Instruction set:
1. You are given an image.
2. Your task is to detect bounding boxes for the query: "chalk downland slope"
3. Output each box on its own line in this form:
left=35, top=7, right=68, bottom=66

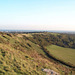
left=0, top=32, right=59, bottom=75
left=0, top=32, right=75, bottom=75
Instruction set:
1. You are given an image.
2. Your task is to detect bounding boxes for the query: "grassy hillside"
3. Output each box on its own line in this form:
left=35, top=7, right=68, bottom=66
left=0, top=32, right=75, bottom=75
left=0, top=32, right=60, bottom=75
left=46, top=45, right=75, bottom=66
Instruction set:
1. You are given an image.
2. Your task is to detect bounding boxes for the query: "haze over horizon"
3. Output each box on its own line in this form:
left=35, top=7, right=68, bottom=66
left=0, top=0, right=75, bottom=31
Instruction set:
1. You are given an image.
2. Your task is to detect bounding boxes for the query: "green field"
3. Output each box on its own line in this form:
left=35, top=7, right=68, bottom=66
left=46, top=45, right=75, bottom=66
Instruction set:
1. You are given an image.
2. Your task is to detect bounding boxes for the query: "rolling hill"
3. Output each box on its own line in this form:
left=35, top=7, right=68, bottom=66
left=0, top=32, right=75, bottom=75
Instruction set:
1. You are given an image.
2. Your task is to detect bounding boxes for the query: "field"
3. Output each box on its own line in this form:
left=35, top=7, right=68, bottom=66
left=46, top=45, right=75, bottom=66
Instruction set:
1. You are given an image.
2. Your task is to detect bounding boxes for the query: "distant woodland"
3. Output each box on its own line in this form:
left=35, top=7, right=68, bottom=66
left=27, top=33, right=75, bottom=49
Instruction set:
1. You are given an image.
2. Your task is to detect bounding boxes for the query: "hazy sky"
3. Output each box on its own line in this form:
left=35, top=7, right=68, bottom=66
left=0, top=0, right=75, bottom=31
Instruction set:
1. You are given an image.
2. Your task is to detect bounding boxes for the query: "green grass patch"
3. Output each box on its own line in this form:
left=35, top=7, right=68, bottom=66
left=46, top=45, right=75, bottom=66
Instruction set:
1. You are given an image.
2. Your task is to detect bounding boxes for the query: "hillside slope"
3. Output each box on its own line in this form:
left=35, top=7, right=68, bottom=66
left=0, top=32, right=75, bottom=75
left=0, top=32, right=59, bottom=75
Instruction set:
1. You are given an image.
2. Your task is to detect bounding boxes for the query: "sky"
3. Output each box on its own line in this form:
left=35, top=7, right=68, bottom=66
left=0, top=0, right=75, bottom=31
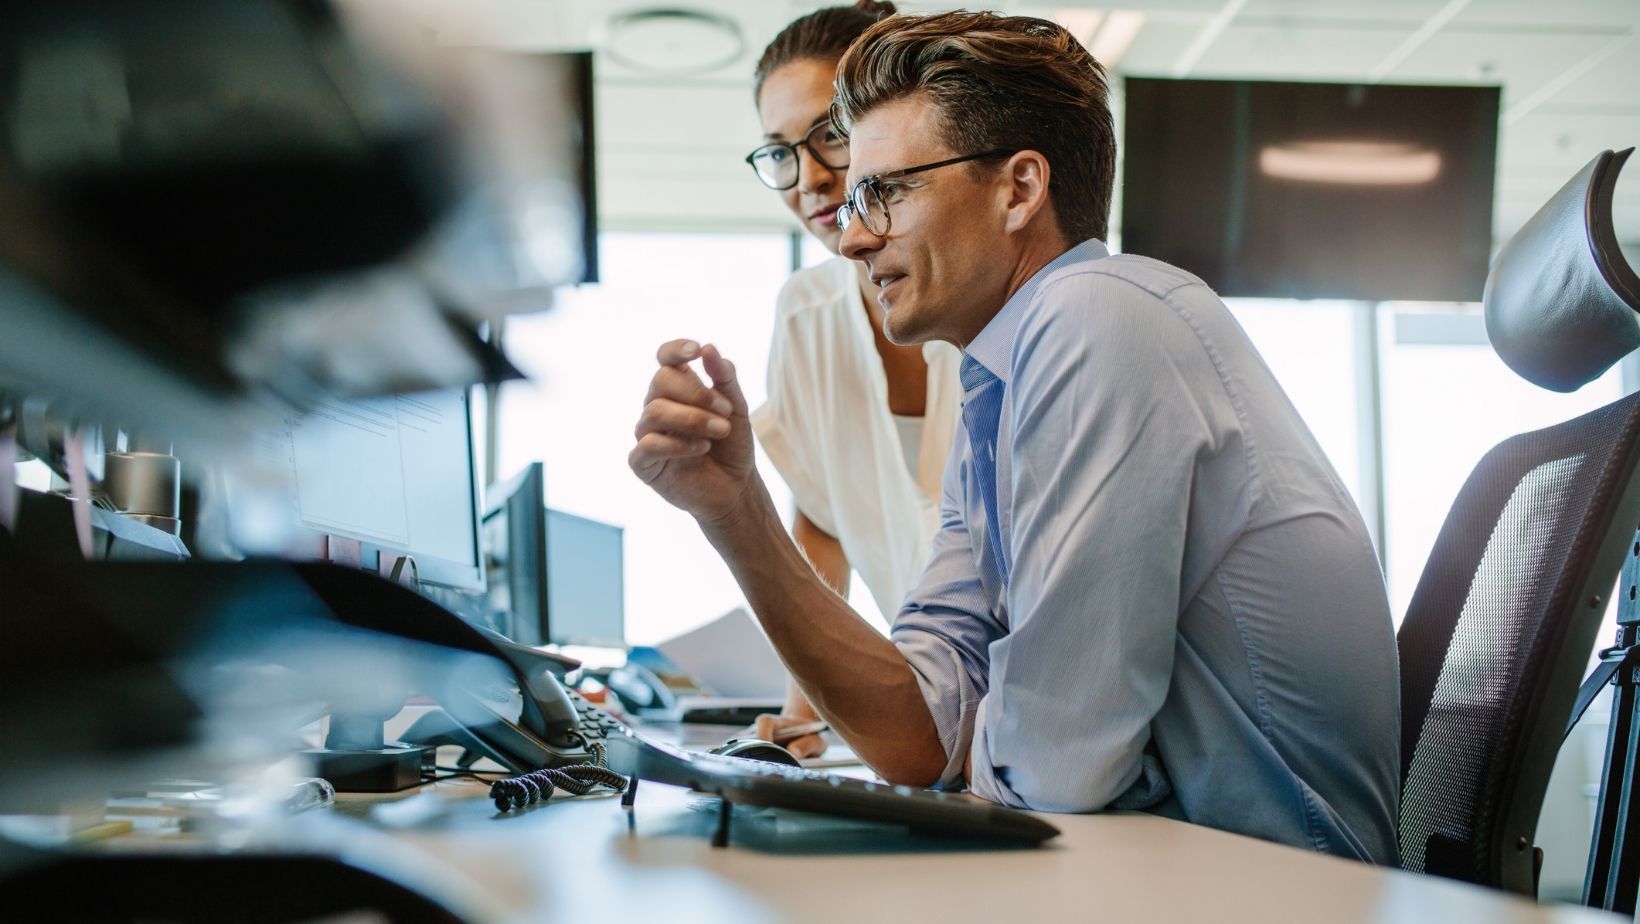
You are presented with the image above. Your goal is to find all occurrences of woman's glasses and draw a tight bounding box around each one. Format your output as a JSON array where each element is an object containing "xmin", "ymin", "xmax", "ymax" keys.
[{"xmin": 744, "ymin": 121, "xmax": 849, "ymax": 191}]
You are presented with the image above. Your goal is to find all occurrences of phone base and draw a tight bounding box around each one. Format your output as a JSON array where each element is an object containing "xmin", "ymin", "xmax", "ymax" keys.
[{"xmin": 305, "ymin": 744, "xmax": 430, "ymax": 792}]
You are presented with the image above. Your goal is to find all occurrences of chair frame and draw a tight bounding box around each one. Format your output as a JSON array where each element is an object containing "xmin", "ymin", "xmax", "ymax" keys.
[{"xmin": 1489, "ymin": 417, "xmax": 1640, "ymax": 893}]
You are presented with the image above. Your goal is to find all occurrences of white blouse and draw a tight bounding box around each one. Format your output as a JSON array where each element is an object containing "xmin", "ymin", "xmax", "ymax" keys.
[{"xmin": 751, "ymin": 256, "xmax": 963, "ymax": 620}]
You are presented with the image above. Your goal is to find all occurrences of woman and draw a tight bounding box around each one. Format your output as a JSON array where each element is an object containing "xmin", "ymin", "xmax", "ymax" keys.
[{"xmin": 743, "ymin": 1, "xmax": 962, "ymax": 757}]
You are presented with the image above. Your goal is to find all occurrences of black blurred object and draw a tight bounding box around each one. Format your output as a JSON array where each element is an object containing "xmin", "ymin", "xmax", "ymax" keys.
[
  {"xmin": 14, "ymin": 486, "xmax": 190, "ymax": 562},
  {"xmin": 602, "ymin": 662, "xmax": 677, "ymax": 714},
  {"xmin": 0, "ymin": 853, "xmax": 469, "ymax": 923},
  {"xmin": 678, "ymin": 703, "xmax": 782, "ymax": 725},
  {"xmin": 1122, "ymin": 78, "xmax": 1499, "ymax": 302},
  {"xmin": 707, "ymin": 738, "xmax": 801, "ymax": 768},
  {"xmin": 1485, "ymin": 148, "xmax": 1640, "ymax": 393},
  {"xmin": 0, "ymin": 529, "xmax": 595, "ymax": 808},
  {"xmin": 0, "ymin": 0, "xmax": 536, "ymax": 451}
]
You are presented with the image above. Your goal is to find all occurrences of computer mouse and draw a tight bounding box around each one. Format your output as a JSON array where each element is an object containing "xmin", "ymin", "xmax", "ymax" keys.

━━━━━━━━━━━━━━━━━━━━

§ **TO DO**:
Top to bottom, retype the listing exactly but drop every picture.

§ **EXERCISE ANSWER**:
Instruction set:
1. You are given an image.
2. Your task is to detect bounding boxes for the query: "chalk downland slope"
3. Output each box on its own line in this form:
left=35, top=7, right=68, bottom=66

left=0, top=32, right=59, bottom=75
left=0, top=32, right=75, bottom=75
Instruction set:
1. You are given an image.
2. Your task is to detect bounding boxes for the query: "grassy hillside"
3. Output each box on its own line in this form:
left=35, top=7, right=68, bottom=66
left=0, top=32, right=75, bottom=75
left=0, top=32, right=60, bottom=75
left=46, top=45, right=75, bottom=66
Instruction set:
1. You are given an image.
2. Your task is to detect bounding boxes for the query: "haze over horizon"
3. Output each box on its own line in this form:
left=35, top=7, right=68, bottom=66
left=0, top=0, right=75, bottom=31
Instruction set:
1. You are given an image.
2. Your task is to detect bounding boxes for the query: "green field"
3. Output each box on its own line in this form:
left=35, top=7, right=68, bottom=66
left=46, top=45, right=75, bottom=66
Instruction set:
1. You are given an image.
2. Your task is to detect bounding boxes for the query: "rolling hill"
3. Output each box on its own line in this form:
left=35, top=7, right=68, bottom=66
left=0, top=32, right=75, bottom=75
Instruction set:
1. You are given an image.
2. Your task is to detect bounding boxes for the query: "field"
3. Output each box on its own line in this form:
left=35, top=7, right=68, bottom=66
left=46, top=45, right=75, bottom=66
Instruction set:
1. You are given an image.
2. Your task is to detect bounding boxes for the query: "distant woodland"
3. Output each box on its own line in this form:
left=35, top=7, right=68, bottom=66
left=27, top=33, right=75, bottom=49
Instruction set:
1. You are given an image.
2. Your task is to detect bounding boxes for the query: "hazy sky"
3. Output each box on its own line in this form:
left=35, top=7, right=68, bottom=66
left=0, top=0, right=75, bottom=31
Instruction set:
1. You are given an image.
2. Your task is to detect bounding boxes for the query: "green grass patch"
3. Output each box on its own line in this form:
left=35, top=7, right=68, bottom=66
left=46, top=45, right=75, bottom=66
Instruction set:
1. You are given an image.
2. Your task is to detect bounding boxes for the query: "hillside slope"
3. Output each box on its own line in this form:
left=35, top=7, right=68, bottom=66
left=0, top=32, right=75, bottom=75
left=0, top=32, right=59, bottom=75
Instruction set:
1. You are given an image.
2. Your task is to detect bounding boxes for the query: "sky"
3. Output each box on its own line in this form:
left=35, top=7, right=68, bottom=66
left=0, top=0, right=75, bottom=31
You are presented with the image above. Your goal is to find all occurrences of woman's glasses and draw a tight bounding box around each one. Format your output as a JSON array where each element is an object containing "xmin", "ymin", "xmax", "ymax" keys.
[{"xmin": 744, "ymin": 121, "xmax": 849, "ymax": 191}]
You are presented with the image above. Your goal is to find all occurrences of phone base and draw a tight bounding box around each one. Format your output as a JSON array where each element is an object containing "xmin", "ymin", "xmax", "ymax" keys.
[{"xmin": 305, "ymin": 744, "xmax": 430, "ymax": 792}]
You are presented with the image above. Your goal is to find all occurrences of chair frame and draw a tight bounding box around each one. Format your output as a JSON array where each element is an object containing "xmin", "ymin", "xmax", "ymax" keys.
[{"xmin": 1489, "ymin": 417, "xmax": 1640, "ymax": 893}]
You are presented with the image above. Your goal is to find all occurrences of white blouse and draw a tight bounding box around each one. Format your output as a JSON array where each element is an object containing "xmin", "ymin", "xmax", "ymax" keys.
[{"xmin": 751, "ymin": 256, "xmax": 963, "ymax": 620}]
You are presented with the image above. Your goal is to find all occurrences of woman and draw a tight bounding box around each one. Format your output as a JSON array where each element is an object containing "xmin", "ymin", "xmax", "ymax" keys.
[{"xmin": 743, "ymin": 1, "xmax": 962, "ymax": 757}]
You are presented with the image above. Your goal is to find all occurrences of black blurred object and draw a tight bounding box around each one. Format your output as a JSON array where each element is an object containing "xmin", "ymin", "xmax", "ymax" keys.
[
  {"xmin": 14, "ymin": 486, "xmax": 190, "ymax": 562},
  {"xmin": 602, "ymin": 662, "xmax": 677, "ymax": 714},
  {"xmin": 0, "ymin": 853, "xmax": 469, "ymax": 923},
  {"xmin": 678, "ymin": 703, "xmax": 782, "ymax": 725},
  {"xmin": 1122, "ymin": 78, "xmax": 1499, "ymax": 302},
  {"xmin": 707, "ymin": 738, "xmax": 801, "ymax": 768},
  {"xmin": 1485, "ymin": 148, "xmax": 1640, "ymax": 393},
  {"xmin": 0, "ymin": 529, "xmax": 595, "ymax": 808},
  {"xmin": 0, "ymin": 0, "xmax": 536, "ymax": 451}
]
You are presented with the image above. Your goal is to find all occurrences of computer mouse and draw a tight bounding box around each one. Format your output as a JSON array where each element is an object containing "xmin", "ymin", "xmax", "ymax" keys.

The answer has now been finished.